[start of Material shown]
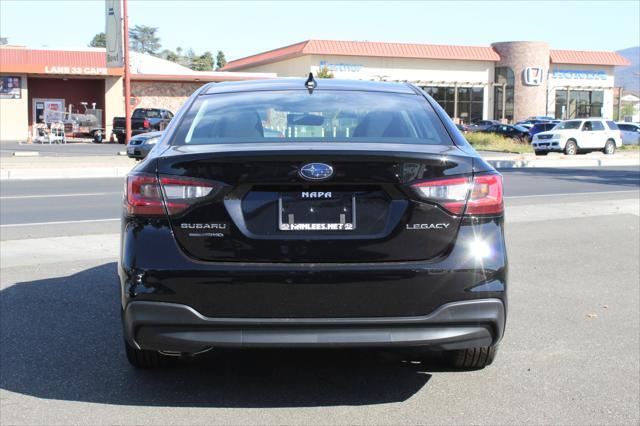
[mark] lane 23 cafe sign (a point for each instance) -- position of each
(75, 70)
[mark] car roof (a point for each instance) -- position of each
(299, 83)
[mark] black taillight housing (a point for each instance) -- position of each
(480, 195)
(149, 195)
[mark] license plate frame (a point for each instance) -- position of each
(289, 225)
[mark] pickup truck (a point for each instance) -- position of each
(143, 120)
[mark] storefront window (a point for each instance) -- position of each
(470, 101)
(581, 103)
(504, 79)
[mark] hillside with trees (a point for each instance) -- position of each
(145, 39)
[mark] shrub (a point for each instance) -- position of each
(493, 142)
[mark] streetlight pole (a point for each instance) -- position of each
(127, 76)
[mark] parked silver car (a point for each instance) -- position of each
(630, 133)
(140, 145)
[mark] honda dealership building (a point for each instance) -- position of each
(508, 80)
(505, 81)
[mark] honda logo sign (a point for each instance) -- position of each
(533, 76)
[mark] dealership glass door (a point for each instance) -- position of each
(470, 101)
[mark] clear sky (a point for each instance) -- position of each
(242, 28)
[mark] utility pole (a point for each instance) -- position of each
(127, 76)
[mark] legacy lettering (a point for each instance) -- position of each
(428, 225)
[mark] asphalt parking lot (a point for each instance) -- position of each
(570, 353)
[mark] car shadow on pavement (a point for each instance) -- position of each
(626, 178)
(61, 339)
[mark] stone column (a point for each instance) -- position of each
(519, 55)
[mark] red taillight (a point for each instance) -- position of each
(148, 196)
(481, 195)
(486, 196)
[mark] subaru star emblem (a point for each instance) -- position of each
(316, 171)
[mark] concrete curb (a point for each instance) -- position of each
(563, 163)
(70, 173)
(514, 163)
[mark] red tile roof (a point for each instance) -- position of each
(588, 57)
(416, 51)
(367, 48)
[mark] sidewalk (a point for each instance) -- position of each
(64, 167)
(59, 167)
(557, 160)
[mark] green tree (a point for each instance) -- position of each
(221, 61)
(203, 62)
(98, 40)
(324, 73)
(143, 39)
(169, 55)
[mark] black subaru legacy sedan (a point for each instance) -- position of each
(328, 213)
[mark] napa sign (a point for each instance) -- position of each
(340, 67)
(579, 74)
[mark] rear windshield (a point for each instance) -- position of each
(574, 124)
(297, 116)
(146, 113)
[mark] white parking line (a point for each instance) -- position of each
(573, 193)
(87, 194)
(61, 222)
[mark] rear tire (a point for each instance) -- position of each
(609, 147)
(571, 148)
(472, 358)
(141, 358)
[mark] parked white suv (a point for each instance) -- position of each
(580, 135)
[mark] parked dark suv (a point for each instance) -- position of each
(295, 213)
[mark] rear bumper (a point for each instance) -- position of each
(179, 328)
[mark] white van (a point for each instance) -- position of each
(579, 135)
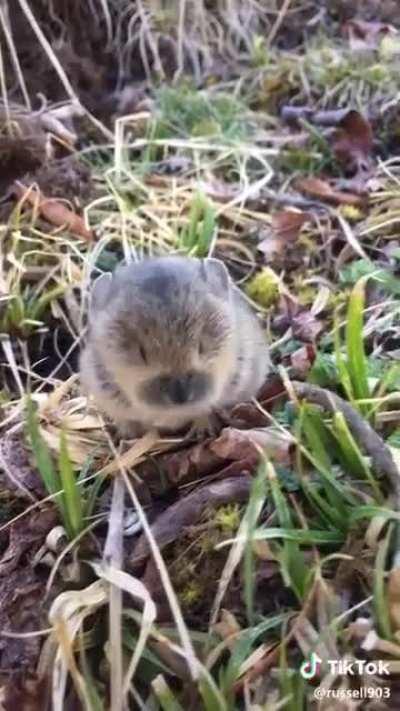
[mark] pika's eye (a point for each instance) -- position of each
(142, 353)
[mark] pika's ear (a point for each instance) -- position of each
(100, 292)
(215, 273)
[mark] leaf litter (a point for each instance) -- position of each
(296, 170)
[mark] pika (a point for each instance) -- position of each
(170, 341)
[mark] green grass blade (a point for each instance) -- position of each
(353, 458)
(72, 491)
(381, 606)
(165, 696)
(356, 358)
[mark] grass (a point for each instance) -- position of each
(314, 548)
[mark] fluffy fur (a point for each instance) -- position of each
(170, 340)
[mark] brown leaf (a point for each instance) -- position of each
(393, 593)
(248, 444)
(305, 326)
(187, 511)
(353, 142)
(288, 223)
(53, 211)
(365, 35)
(323, 190)
(302, 359)
(285, 229)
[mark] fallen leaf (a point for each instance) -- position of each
(53, 211)
(305, 326)
(393, 594)
(353, 142)
(187, 512)
(288, 223)
(246, 445)
(365, 35)
(285, 228)
(323, 190)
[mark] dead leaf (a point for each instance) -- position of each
(248, 445)
(393, 593)
(365, 35)
(288, 223)
(305, 326)
(285, 229)
(323, 190)
(353, 142)
(302, 359)
(53, 211)
(25, 691)
(187, 512)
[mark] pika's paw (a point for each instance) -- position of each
(204, 427)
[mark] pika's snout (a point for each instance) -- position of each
(177, 390)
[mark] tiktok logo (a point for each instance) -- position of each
(311, 667)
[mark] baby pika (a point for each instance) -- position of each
(170, 340)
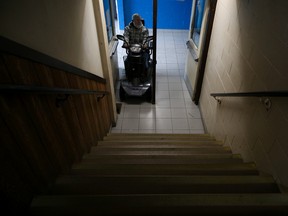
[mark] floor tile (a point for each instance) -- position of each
(174, 111)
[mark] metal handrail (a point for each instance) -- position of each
(252, 94)
(262, 94)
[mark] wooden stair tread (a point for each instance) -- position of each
(162, 174)
(158, 144)
(155, 204)
(155, 137)
(91, 184)
(165, 169)
(159, 160)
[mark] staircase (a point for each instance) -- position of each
(162, 174)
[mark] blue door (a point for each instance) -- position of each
(172, 14)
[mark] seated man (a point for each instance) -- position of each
(137, 33)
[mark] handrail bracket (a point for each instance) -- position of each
(218, 99)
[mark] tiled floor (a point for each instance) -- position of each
(174, 111)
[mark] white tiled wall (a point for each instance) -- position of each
(249, 52)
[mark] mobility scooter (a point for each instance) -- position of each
(138, 71)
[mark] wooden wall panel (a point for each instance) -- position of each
(42, 139)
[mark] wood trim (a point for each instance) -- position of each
(203, 57)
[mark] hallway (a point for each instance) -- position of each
(174, 111)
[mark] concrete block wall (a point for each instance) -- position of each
(249, 52)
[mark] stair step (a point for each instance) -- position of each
(166, 169)
(160, 204)
(158, 144)
(167, 159)
(91, 184)
(158, 135)
(158, 151)
(163, 137)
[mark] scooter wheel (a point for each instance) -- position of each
(122, 94)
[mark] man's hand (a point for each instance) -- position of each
(125, 45)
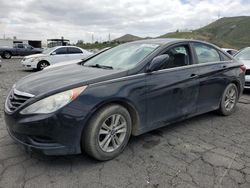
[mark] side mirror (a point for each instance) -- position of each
(158, 62)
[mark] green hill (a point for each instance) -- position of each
(226, 32)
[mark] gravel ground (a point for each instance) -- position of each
(205, 151)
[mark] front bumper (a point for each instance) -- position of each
(247, 82)
(28, 64)
(50, 134)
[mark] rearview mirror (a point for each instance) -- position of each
(158, 62)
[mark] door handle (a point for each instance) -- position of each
(194, 75)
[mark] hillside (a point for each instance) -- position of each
(226, 32)
(127, 38)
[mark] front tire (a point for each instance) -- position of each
(229, 100)
(6, 55)
(107, 133)
(42, 64)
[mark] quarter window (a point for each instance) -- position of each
(72, 50)
(205, 53)
(178, 56)
(61, 51)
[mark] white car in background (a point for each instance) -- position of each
(52, 56)
(230, 51)
(244, 57)
(75, 61)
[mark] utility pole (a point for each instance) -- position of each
(93, 38)
(109, 38)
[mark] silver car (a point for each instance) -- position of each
(244, 56)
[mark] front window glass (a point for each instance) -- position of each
(244, 54)
(124, 56)
(178, 56)
(48, 50)
(205, 53)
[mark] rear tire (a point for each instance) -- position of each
(229, 100)
(42, 64)
(6, 55)
(107, 132)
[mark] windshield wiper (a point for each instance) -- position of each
(99, 66)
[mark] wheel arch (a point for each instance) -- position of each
(237, 83)
(43, 60)
(8, 51)
(127, 105)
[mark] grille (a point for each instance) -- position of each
(16, 99)
(247, 72)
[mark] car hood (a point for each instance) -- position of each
(63, 78)
(63, 64)
(35, 55)
(246, 63)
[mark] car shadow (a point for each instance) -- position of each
(143, 141)
(29, 70)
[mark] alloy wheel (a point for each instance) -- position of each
(230, 99)
(112, 133)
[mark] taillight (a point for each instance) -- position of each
(243, 68)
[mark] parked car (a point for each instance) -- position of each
(74, 61)
(230, 51)
(18, 50)
(53, 56)
(127, 90)
(244, 57)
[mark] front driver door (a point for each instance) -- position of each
(173, 91)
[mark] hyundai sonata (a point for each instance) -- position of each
(96, 105)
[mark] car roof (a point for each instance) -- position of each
(164, 41)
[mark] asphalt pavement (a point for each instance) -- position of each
(204, 151)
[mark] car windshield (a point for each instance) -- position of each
(125, 56)
(48, 50)
(244, 54)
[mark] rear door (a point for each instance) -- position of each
(214, 75)
(173, 91)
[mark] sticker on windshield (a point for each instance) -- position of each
(149, 45)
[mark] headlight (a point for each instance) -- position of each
(33, 59)
(54, 102)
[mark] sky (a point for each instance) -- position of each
(82, 19)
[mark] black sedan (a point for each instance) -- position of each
(96, 105)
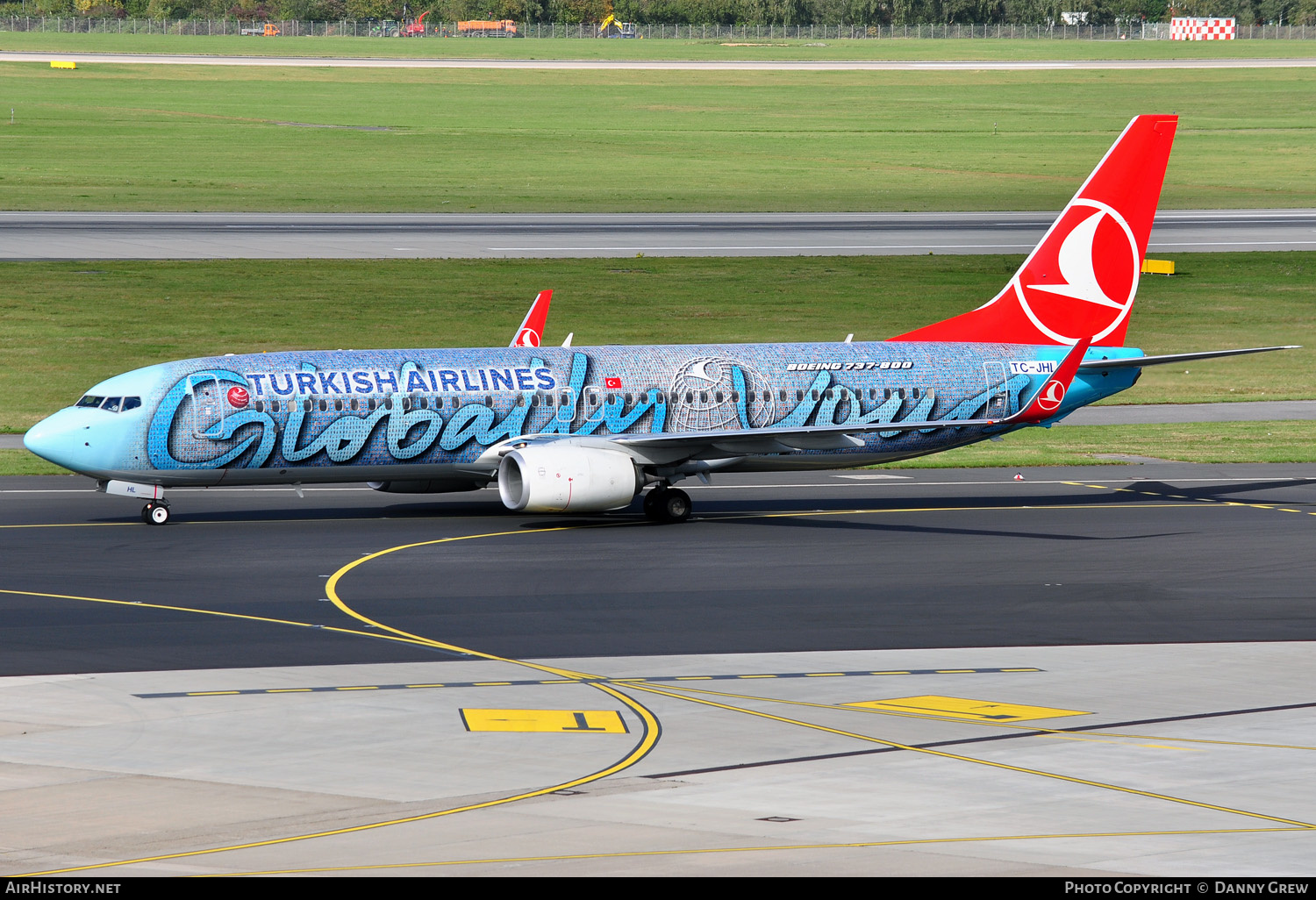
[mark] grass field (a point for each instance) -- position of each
[end of Material shown]
Instruction: From the line containing "[mark] asphalt pavement" through the last line of the material above, write out each line exactly, leaving aside all pictures.

Result:
[mark] asphalt pavement (a point for each instance) -- position of each
(204, 151)
[mark] car windshield (a point for each instance) -- position of each
(125, 56)
(48, 50)
(244, 54)
[mark] rear door (a point for each instance) -- position of each
(214, 75)
(173, 91)
[mark] sticker on windshield (a point for each instance) -- position of each
(149, 45)
[mark] headlight (a point for each instance) -- position of each
(33, 59)
(54, 102)
[mark] sky (a point for each instance) -- position of each
(82, 19)
[mark] black sedan (a point for each instance) -- position of each
(96, 105)
[mark] grass field (a point for each instance) -- position of each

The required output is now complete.